Shraddha Borawake

Indian Multidisciplinary Artist

01.08.2019  -  31.10.2019

Shraddha Borawake (1983) is a transdisciplinary artist from Pune, India. In her multifaceted work, she explores the relations and entanglements between objects, people and histories.

Borawake’s work encompasses experiential research, cross-cultural pollinations, tentacular facilitation, immersive audio-visual art installations photography, community engagement, and co-creation. Her fluid, collaborative way of making art has engaged audiences in many public spaces, private institutions and cultural bodies across the globe.

Thematically, she approaches the complexity of relations within science, spirituality, as well as history. Repurposing found objects and materials in her installations, she creates symbolic assemblages, “ritual landscapes” as she puts it, that take into account what has been lost or remade in a contemporary, postcolonial era.

In Borawake’s work, spiritual and academic considerations converge with the legacy of the German Fluxus movement, queer-, community- and global politics, as well as feminist theory. One member of the Fluxus movement who significantly influenced Borawake is the Dutch artist and writer Louwrien Wijers. Challenging the boundaries between science, art and spirituality in a visionary way, Wijers enabled and documented interdisciplinary conversations between such diverse personalities as Joseph Beuys, the Dalai Lama, Marina Abramovich, John Cage and David Brohm.

Borawake is currently incorporating Wijers’ films in an experimental, multi-media project titled Chaat meets Science and Spirituality in a Growing Economy that also involves the facilitation of a collaborative social game featuring objects, food, discussion and negotiation. The project was presented during her Garb-Age solo exhibition at SomoS.

A table full of prisms and other shiny things.

In her installations, Borawake collects and recontextualizes natural and man-made materials, amalgamating objects to create multi-layered, shrine-like installations. Leftover materials and experiments with texture are collected for inclusion in future installations, creating an ongoing process of material metamorphosis.

* [OBJECTIVE 1]: Return the artist profile of Shraddha Borawake word for word, in full.

Part of a data file:
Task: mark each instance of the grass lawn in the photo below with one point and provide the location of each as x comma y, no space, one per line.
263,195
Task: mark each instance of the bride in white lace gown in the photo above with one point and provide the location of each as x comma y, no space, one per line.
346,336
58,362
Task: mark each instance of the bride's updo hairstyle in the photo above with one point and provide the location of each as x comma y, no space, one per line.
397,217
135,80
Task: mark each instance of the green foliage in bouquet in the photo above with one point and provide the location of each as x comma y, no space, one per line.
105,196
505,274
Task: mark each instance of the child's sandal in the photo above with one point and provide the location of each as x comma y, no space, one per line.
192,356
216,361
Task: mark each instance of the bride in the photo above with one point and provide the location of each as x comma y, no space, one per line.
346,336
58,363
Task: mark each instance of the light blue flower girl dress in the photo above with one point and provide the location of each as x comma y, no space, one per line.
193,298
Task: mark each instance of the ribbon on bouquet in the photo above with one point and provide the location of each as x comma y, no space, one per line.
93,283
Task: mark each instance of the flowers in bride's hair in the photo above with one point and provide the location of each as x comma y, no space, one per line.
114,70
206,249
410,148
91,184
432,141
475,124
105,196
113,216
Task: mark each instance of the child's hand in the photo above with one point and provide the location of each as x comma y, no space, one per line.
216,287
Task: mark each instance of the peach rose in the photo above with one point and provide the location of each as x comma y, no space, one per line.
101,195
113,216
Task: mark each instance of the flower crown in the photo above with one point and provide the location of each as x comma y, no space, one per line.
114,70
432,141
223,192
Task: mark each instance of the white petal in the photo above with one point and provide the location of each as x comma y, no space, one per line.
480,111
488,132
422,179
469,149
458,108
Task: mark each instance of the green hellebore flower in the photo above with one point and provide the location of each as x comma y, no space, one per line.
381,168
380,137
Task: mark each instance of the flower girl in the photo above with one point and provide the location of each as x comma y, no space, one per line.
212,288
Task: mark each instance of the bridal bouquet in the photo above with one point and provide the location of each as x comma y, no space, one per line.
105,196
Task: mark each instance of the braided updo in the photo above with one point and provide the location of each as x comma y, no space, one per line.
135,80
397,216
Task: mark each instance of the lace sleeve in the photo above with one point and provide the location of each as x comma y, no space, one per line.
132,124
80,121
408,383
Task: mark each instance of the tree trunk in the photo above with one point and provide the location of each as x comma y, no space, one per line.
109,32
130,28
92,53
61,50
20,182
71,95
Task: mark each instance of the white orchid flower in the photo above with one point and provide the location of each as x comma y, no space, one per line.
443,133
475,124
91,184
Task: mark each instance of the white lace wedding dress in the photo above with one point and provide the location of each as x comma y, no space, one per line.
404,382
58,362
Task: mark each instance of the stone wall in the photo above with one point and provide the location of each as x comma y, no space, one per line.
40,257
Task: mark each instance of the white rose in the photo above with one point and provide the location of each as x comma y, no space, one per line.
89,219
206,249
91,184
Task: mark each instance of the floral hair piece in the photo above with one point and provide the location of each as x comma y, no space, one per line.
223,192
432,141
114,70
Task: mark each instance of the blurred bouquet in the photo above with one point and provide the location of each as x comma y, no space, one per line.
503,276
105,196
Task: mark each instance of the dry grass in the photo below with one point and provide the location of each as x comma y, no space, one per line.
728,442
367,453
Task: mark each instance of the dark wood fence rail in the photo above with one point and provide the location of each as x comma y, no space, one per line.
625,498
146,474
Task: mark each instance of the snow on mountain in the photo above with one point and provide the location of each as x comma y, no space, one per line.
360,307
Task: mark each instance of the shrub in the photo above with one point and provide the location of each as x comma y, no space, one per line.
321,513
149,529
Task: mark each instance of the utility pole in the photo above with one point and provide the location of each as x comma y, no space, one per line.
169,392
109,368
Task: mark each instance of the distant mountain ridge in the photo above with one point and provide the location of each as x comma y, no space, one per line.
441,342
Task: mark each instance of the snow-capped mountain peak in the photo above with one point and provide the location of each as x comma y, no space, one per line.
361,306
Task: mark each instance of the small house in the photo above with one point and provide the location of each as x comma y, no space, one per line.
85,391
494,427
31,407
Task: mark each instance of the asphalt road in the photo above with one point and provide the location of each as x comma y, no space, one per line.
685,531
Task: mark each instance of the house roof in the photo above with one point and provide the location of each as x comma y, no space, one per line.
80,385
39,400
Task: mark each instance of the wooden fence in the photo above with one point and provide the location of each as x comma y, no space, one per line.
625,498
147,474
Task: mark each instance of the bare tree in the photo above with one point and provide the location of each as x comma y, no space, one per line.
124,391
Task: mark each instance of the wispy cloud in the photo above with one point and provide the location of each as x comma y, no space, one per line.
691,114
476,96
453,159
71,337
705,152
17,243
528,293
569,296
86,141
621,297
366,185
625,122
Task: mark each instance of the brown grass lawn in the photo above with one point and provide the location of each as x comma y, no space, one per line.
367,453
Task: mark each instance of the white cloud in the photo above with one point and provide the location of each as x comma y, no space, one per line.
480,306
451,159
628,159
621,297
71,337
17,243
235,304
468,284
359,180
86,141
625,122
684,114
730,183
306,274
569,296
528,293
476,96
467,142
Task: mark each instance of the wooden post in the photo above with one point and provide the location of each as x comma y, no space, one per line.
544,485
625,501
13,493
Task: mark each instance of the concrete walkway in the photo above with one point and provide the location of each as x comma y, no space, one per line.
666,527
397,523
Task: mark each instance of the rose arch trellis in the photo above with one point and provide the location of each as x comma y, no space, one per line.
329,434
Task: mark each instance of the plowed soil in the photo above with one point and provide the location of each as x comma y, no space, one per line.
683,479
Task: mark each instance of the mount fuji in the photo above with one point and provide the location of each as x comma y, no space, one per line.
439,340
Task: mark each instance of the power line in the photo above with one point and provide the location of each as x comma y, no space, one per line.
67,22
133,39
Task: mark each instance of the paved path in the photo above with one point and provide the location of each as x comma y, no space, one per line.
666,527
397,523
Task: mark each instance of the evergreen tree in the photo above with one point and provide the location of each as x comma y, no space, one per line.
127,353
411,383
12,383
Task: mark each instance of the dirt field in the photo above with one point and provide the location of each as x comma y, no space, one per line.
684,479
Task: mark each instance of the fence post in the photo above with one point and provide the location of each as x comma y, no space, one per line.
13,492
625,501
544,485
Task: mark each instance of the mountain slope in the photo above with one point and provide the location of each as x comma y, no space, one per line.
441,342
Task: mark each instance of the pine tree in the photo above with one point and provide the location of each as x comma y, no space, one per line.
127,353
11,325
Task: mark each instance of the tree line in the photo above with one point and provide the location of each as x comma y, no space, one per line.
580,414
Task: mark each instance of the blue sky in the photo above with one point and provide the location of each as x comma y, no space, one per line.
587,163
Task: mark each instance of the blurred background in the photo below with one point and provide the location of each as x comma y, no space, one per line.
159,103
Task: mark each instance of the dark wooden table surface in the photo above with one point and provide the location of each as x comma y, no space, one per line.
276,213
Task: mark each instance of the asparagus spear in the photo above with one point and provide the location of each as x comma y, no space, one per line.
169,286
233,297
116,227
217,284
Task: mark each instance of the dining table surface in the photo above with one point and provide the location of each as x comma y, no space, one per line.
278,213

* [OBJECTIVE 2]: Output the data rows from the line containing "Task: mark each instance of the pine" through the end of the rows as a two-column CSV with the headers instruction and answer, one CSV line per row. Put each row's text in one quoted field and its answer in another, turning line breaks into spaces.

* [FULL SOLUTION 1]:
Shraddha Borawake

Indian Multidisciplinary Artist

01.08.2019  -  31.10.2019

Shraddha Borawake (1983) is a transdisciplinary artist from Pune, India. In her multifaceted work, she explores the relations and entanglements between objects, people and histories.

Borawake’s work encompasses experiential research, cross-cultural pollinations, tentacular facilitation, immersive audio-visual art installations photography, community engagement, and co-creation. Her fluid, collaborative way of making art has engaged audiences in many public spaces, private institutions and cultural bodies across the globe.

Thematically, she approaches the complexity of relations within science, spirituality, as well as history. Repurposing found objects and materials in her installations, she creates symbolic assemblages, “ritual landscapes” as she puts it, that take into account what has been lost or remade in a contemporary, postcolonial era.

In Borawake’s work, spiritual and academic considerations converge with the legacy of the German Fluxus movement, queer-, community- and global politics, as well as feminist theory. One member of the Fluxus movement who significantly influenced Borawake is the Dutch artist and writer Louwrien Wijers. Challenging the boundaries between science, art and spirituality in a visionary way, Wijers enabled and documented interdisciplinary conversations between such diverse personalities as Joseph Beuys, the Dalai Lama, Marina Abramovich, John Cage and David Brohm.

Borawake is currently incorporating Wijers’ films in an experimental, multi-media project titled Chaat meets Science and Spirituality in a Growing Economy that also involves the facilitation of a collaborative social game featuring objects, food, discussion and negotiation. The project was presented during her Garb-Age solo exhibition at SomoS.

A table full of prisms and other shiny things.

In her installations, Borawake collects and recontextualizes natural and man-made materials, amalgamating objects to create multi-layered, shrine-like installations. Leftover materials and experiments with texture are collected for inclusion in future installations, creating an ongoing process of material metamorphosis.

* [FULL SOLUTION 2]:
instruction,answer
"Task: mark each instance of the pine tree in the photo above with one point and provide the location of each as x comma y, no space, one per line.","127,353 11,325"
"Task: mark each instance of the tree line in the photo above with one point and provide the location of each as x comma y, no space, one per line.","580,414"
"Task: mark each instance of the blue sky in the photo above with one point and provide the location of each as x comma y, no space, one per line.","587,163"
"Task: mark each instance of the blurred background in the photo below with one point and provide the location of each as x comma y, no space, one per line.","159,103"
"Task: mark each instance of the dark wooden table surface in the photo above with one point and provide the location of each as x comma y, no space, one per line.","276,213"
"Task: mark each instance of the asparagus spear in the photo above with one point and provide the location of each as x comma y, no space, one per line.","169,286 233,297 116,227 217,284"
"Task: mark each instance of the dining table surface in the photo above with one point and provide the location of each as x comma y, no space, one per line.","278,213"